- TASK TO CARRY OUT: Take every entry below and copy it out word for word.

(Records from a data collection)
__________________________________________________

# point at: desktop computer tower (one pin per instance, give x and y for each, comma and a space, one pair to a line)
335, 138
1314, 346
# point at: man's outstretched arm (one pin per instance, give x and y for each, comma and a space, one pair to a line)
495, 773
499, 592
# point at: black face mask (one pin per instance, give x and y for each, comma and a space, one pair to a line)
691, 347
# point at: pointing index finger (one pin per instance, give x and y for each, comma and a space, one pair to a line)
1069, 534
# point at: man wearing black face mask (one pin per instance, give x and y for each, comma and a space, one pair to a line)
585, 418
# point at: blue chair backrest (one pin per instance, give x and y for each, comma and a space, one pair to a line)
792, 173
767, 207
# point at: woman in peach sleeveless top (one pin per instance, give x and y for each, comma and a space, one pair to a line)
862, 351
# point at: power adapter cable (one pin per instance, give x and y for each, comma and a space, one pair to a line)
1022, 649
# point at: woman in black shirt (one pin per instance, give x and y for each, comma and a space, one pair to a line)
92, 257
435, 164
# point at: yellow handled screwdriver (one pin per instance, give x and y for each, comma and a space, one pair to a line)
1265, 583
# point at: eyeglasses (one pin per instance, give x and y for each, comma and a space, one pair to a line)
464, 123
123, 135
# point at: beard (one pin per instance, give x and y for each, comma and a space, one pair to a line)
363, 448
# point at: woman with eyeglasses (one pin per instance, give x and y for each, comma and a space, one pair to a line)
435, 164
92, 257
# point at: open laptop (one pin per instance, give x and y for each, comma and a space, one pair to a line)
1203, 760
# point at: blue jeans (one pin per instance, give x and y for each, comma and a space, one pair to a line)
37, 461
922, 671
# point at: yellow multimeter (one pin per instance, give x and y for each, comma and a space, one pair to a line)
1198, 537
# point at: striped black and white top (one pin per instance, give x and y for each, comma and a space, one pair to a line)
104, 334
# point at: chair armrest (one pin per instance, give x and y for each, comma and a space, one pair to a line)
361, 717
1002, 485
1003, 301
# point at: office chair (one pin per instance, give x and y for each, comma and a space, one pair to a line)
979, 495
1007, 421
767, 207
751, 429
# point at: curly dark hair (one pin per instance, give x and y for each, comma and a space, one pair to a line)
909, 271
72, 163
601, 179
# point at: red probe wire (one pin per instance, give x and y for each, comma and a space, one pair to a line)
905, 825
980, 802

__________________________________________________

- EXERCISE RESULT:
# point at: desktop computer tower (one pin per instance, give x and y for each, comma and a space, one pair to a line)
335, 138
1314, 346
# point at: man's outstretched arm (one pin per instance, give x and y for each, comma and a space, one pair to a line)
495, 773
499, 592
# point at: black face mask (one pin per instance, give x and y for each, comma and a space, one pair to a line)
691, 347
# point at: pointing index finger (one pin per instance, give x and y for each, comma and a space, one pair to a line)
1069, 534
# point at: man wearing black face mask (one pin per instance, give x and y for each, comma and a space, one pair to a line)
585, 418
# point at: blue chair backrest (one pin per instance, give x and y for each, comma and a space, one pair to a line)
792, 173
767, 207
# point at: woman in peach sleeveless top (one pin per instance, give x and y for each, comma and a space, one pair to a line)
862, 351
# point at: power adapter cable (one pin per instance, give x and y for each, comma and a space, one pair to a line)
1022, 649
# point at: woman in black shirt (one pin per instance, give x and y for each, comma and a space, one pair to a line)
92, 257
435, 164
# point at: yellow handled screwdriver (one pin per instance, give x and y for each, comma and a space, one pair to a line)
1265, 583
# point at: eyeglasses (one pin per instance, give x and y for each, comma and a space, one pair to a line)
464, 123
123, 135
# point at: beard (one pin per instance, give x and y for each, comma and a space, one pair to a line)
363, 448
# point at: woman with eyeglasses (one pin per instance, give x and y for each, comma and a space, one pair to a line)
435, 164
92, 257
# point at: open laptop (one pin per instance, give x and y for each, comma and a space, one pair to a line)
1203, 760
# point at: blue jeans (one pin per instance, give x and y for each, comma and a space, one pair to a line)
37, 461
922, 671
# point at: yellow multimeter (one pin per instance, give x and y for each, comma and a space, one pair to a line)
1198, 537
# point at: striped black and white top (one pin per instance, give x and y for each, comma and a space, one pair to a line)
104, 334
# point at: chair armrest (one pin per instance, give x and y for each, comma and a space, one pair to a line)
361, 717
1002, 485
1003, 301
# point at: office chair (one pin per instance, give x and y for each, comma and a space, one pair to a line)
979, 495
1007, 421
767, 207
751, 429
# point at: curly dark hair (one pin per instance, give x and y for each, comma and a space, one pair to a line)
909, 271
72, 163
601, 179
# point at: red probe wire (one pin per instance, give x and y for each, comma and a space, one pair to a line)
905, 825
980, 802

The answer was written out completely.